Um dos coelhos da cartola de Carlos Moedas corresponde a um seguro de saúde para pessoas maiores de 65 anos com dificuldades económicas.

Devemos presumir que o novo edil de Lisboa desconhece a existência do Serviço Nacional de Saúde, aberto a toda a gente.

Será que os maiores de 65 anos com dificuldades económicas são barrados nos portões dos hospitais públicos? Convinha esclarecer.

NOITE SANGRENTA


Faz hoje cem anos que ocorreu o massacre do Arsenal da Armada, em Lisboa.

Na noite de 19 de Outubro de 1921, um grupo de marinheiros sequestrou e assassinou António Granjo, primeiro-ministro, mas também Machado Santos, fundador da República (morto no percurso da camioneta fantasma), José Carlos da Maia, capitão-de-mar-e-guerra, Freitas da Silva, chefe de gabinete do ministro da Marinha, o coronel Botelho de Vasconcelos e outros políticos republicanos. Cunha Leal, tido como próximo dos revoltosos, fazia parte dos ocupantes da camioneta, mas foi poupado.

António Granjo tinha pedido a demissão nessa manhã, mas o Presidente da República, António José de Almeida, não o demitiu.

Clique na imagem da Ilustração Portuguesa de 12 de Novembro de 1921.

Dados do exercício »
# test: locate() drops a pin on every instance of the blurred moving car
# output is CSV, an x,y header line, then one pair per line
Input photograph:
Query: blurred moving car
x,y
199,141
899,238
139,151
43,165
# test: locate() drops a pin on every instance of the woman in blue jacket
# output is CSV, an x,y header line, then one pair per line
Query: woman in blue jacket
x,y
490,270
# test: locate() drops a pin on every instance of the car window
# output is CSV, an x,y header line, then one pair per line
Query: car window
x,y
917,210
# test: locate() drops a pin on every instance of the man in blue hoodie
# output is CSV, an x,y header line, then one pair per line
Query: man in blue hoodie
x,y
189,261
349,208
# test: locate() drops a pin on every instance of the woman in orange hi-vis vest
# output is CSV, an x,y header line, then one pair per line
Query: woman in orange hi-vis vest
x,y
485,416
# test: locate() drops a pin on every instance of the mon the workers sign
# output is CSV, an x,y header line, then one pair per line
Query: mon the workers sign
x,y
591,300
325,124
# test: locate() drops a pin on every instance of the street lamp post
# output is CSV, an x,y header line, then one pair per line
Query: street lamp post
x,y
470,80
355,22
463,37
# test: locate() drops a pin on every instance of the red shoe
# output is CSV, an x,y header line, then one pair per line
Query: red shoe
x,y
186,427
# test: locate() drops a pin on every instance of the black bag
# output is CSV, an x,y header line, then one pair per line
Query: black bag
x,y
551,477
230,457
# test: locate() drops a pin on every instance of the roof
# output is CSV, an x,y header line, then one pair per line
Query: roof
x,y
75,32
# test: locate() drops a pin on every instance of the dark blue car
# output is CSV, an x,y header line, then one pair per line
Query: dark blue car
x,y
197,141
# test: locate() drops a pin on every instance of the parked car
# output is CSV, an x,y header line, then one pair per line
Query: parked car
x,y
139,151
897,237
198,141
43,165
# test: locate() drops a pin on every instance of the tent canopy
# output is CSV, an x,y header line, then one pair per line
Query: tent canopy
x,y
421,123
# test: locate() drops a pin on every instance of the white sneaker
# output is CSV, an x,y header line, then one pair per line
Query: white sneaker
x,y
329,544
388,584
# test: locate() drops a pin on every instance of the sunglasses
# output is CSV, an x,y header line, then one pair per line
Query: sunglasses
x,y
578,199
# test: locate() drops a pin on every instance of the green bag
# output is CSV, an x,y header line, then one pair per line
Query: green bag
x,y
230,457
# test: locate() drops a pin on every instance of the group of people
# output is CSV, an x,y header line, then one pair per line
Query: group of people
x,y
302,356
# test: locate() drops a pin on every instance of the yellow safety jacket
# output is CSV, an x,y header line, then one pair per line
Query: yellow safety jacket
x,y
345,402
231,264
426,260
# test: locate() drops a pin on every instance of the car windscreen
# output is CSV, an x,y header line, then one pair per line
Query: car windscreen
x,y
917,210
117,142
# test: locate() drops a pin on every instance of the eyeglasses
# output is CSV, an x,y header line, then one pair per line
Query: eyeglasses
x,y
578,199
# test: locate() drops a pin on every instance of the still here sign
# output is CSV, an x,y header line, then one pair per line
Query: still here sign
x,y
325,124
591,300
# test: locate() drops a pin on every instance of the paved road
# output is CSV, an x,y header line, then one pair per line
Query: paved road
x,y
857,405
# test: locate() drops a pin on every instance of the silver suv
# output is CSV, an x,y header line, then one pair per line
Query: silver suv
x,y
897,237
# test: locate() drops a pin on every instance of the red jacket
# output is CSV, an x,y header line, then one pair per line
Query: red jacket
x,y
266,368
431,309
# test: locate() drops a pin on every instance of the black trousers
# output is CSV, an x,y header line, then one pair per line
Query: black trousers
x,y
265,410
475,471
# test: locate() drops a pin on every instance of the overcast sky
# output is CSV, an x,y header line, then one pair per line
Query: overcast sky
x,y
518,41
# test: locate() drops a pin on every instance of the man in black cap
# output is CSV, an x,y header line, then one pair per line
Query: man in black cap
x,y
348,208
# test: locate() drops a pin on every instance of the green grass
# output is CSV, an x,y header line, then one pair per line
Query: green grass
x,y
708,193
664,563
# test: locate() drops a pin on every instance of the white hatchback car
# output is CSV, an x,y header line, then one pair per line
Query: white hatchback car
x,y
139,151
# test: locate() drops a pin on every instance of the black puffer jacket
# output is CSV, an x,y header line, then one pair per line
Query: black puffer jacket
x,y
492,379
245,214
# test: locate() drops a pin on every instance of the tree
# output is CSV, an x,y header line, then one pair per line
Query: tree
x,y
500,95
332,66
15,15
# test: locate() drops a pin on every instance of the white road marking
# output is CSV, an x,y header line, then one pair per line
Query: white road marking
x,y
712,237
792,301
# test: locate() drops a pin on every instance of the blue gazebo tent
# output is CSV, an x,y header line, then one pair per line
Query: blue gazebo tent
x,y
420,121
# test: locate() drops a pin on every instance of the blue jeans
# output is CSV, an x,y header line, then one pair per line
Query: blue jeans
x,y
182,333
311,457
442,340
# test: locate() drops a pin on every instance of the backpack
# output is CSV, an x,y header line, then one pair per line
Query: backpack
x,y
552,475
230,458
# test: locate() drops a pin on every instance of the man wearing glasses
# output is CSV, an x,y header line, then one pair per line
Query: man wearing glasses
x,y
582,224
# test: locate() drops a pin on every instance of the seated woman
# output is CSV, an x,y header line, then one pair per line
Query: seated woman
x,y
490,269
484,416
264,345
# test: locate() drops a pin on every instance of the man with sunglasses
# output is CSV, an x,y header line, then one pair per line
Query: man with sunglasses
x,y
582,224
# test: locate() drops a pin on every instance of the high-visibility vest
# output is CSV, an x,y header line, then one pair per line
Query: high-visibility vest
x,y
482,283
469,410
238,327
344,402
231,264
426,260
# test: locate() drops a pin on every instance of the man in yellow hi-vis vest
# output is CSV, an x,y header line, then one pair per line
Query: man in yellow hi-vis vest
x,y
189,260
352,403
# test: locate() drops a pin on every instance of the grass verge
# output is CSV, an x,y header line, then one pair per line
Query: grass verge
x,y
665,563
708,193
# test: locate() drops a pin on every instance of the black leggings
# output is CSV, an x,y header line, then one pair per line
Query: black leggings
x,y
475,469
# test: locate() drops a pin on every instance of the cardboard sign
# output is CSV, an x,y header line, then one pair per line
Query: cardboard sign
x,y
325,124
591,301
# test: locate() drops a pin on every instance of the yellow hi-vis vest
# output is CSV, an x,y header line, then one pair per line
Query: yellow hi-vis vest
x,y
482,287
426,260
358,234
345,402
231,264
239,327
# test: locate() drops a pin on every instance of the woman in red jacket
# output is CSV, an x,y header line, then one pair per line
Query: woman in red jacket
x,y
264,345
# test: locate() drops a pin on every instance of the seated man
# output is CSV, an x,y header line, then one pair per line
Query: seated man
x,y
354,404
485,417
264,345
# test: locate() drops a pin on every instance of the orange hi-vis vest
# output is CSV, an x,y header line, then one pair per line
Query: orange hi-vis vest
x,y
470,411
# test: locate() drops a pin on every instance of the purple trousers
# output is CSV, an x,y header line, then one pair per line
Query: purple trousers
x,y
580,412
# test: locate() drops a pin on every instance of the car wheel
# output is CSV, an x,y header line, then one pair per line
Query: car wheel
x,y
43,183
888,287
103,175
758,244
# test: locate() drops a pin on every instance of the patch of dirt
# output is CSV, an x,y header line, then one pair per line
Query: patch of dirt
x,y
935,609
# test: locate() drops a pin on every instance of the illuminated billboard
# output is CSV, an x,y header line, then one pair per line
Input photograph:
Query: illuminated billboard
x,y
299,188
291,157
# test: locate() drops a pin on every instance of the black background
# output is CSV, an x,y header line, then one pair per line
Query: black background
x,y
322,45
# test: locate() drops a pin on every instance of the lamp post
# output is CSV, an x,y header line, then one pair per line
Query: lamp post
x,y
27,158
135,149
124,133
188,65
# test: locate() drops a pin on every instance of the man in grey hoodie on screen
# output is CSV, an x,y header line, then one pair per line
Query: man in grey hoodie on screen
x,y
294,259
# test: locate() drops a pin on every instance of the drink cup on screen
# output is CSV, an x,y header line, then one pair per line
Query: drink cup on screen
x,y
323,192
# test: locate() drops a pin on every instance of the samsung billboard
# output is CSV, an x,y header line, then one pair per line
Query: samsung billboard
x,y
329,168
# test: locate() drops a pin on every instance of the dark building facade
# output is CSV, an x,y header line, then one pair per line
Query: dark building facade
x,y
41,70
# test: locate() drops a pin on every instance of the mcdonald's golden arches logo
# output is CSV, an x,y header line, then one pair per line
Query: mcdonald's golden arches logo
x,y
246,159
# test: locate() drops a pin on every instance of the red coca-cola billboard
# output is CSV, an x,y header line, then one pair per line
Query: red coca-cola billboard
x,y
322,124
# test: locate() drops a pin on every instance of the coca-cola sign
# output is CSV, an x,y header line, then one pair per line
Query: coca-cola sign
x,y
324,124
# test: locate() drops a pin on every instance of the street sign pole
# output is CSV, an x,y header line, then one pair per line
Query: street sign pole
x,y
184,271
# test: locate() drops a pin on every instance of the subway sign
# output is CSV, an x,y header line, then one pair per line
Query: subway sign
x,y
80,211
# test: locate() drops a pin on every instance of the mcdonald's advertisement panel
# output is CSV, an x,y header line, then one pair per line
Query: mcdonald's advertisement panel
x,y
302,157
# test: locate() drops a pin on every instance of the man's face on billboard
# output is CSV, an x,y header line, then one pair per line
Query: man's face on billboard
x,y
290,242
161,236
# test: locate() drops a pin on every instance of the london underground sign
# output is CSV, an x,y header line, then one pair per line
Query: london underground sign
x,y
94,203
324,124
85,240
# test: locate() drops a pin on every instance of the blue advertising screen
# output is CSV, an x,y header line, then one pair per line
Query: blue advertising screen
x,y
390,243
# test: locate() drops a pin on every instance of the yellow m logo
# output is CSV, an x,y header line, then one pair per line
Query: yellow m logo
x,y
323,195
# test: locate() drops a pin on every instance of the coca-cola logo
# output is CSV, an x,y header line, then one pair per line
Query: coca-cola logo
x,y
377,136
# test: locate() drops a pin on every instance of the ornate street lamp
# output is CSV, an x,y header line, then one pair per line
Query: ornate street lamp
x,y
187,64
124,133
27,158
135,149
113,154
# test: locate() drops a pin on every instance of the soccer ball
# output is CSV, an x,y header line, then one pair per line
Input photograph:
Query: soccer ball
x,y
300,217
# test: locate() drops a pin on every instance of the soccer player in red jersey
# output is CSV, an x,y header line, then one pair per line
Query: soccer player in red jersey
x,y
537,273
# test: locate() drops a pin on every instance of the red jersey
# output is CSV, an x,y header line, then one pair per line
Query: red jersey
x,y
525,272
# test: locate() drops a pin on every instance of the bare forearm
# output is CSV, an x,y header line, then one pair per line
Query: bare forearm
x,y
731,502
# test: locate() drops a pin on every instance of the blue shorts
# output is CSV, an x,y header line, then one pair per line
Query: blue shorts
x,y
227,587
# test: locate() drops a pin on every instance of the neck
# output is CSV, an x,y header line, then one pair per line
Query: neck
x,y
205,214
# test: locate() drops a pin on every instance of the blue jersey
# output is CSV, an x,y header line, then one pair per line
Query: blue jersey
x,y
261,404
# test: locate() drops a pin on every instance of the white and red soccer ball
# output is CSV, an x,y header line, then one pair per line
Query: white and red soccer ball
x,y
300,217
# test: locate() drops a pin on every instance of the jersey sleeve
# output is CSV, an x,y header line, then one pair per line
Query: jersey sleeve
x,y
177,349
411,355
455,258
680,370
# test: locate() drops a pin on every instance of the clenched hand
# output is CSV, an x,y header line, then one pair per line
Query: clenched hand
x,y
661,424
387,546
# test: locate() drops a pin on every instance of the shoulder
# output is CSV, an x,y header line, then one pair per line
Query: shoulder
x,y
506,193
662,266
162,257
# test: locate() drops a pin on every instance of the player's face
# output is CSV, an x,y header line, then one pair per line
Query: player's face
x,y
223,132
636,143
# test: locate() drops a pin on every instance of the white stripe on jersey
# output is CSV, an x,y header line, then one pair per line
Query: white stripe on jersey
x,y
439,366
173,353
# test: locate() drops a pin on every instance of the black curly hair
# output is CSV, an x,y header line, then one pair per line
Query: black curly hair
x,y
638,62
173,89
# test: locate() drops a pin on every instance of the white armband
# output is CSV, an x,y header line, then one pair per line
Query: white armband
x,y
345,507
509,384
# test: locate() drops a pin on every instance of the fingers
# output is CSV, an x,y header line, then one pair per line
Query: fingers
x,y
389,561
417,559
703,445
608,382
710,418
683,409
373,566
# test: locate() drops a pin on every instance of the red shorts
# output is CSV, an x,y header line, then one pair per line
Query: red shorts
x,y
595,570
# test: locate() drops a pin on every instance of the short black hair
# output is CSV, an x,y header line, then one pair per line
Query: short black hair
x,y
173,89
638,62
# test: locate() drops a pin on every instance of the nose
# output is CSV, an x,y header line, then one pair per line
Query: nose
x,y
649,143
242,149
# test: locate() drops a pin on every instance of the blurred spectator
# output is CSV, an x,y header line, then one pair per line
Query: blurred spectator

Exercícios »
1) Resuma em duas frases o texto sobre Carlos Moedas e o massacre de 1921.
2) Copie do texto sobre Carlos Moedas e o massacre de 1921 o trecho que vai desde "Um dos coelhos" até "Armada, em Lisboa.", inclusive.
3) Escreva o que vem a seguir no texto sobre Carlos Moedas e o massacre de 1921, a partir da última frase dele.

Respostas por item »
1) O texto põe em causa o seguro de saúde que Carlos Moedas, novo edil de Lisboa, propõe para pessoas maiores de 65 anos com dificuldades económicas, lembrando que o Serviço Nacional de Saúde está aberto a toda a gente. Recorda também que faz cem anos o massacre do Arsenal da Armada, em Lisboa: na noite de 19 de Outubro de 1921, um grupo de marinheiros sequestrou e assassinou o primeiro-ministro António Granjo e outros políticos republicanos.

2)
Um dos coelhos da cartola de Carlos Moedas corresponde a um seguro de saúde para pessoas maiores de 65 anos com dificuldades económicas.

Devemos presumir que o novo edil de Lisboa desconhece a existência do Serviço Nacional de Saúde, aberto a toda a gente.

Será que os maiores de 65 anos com dificuldades económicas são barrados nos portões dos hospitais públicos? Convinha esclarecer.

NOITE SANGRENTA


Faz hoje cem anos que ocorreu o massacre do Arsenal da Armada, em Lisboa.

3)
segunda-feira, 18 de outubro de 2021

MOEDAS NA CML

Perante a nomenklatura do PSD, Carlos Moedas tomou hoje posse como 78.º presidente da Câmara de Lisboa, autarquia que gere um orçamento superior a mil milhões de euros. 

Fernando Medina, que assistiu à cerimónia, reiterou que a democracia tem de respeitar as regras da alternância: eu saio, ele entra.

Num discurso em que apenas citou urbanistas estrangeiros, Moedas voltou a prometer transportes públicos gratuitos para todos. A ver vamos. Ainda não se conhece a distribuição de pelouros, mas consta que o CDS ficará responsável pelas Finanças, Educação e Cultura. Moedas, himself, fica com a Transição Energética e Alterações Climáticas.

Recordar que o PSD elegeu sete vereadores, o PS outros sete, a CDU dois e o BE um. Dito de outro modo, Moedas terá de governar a cidade em minoria.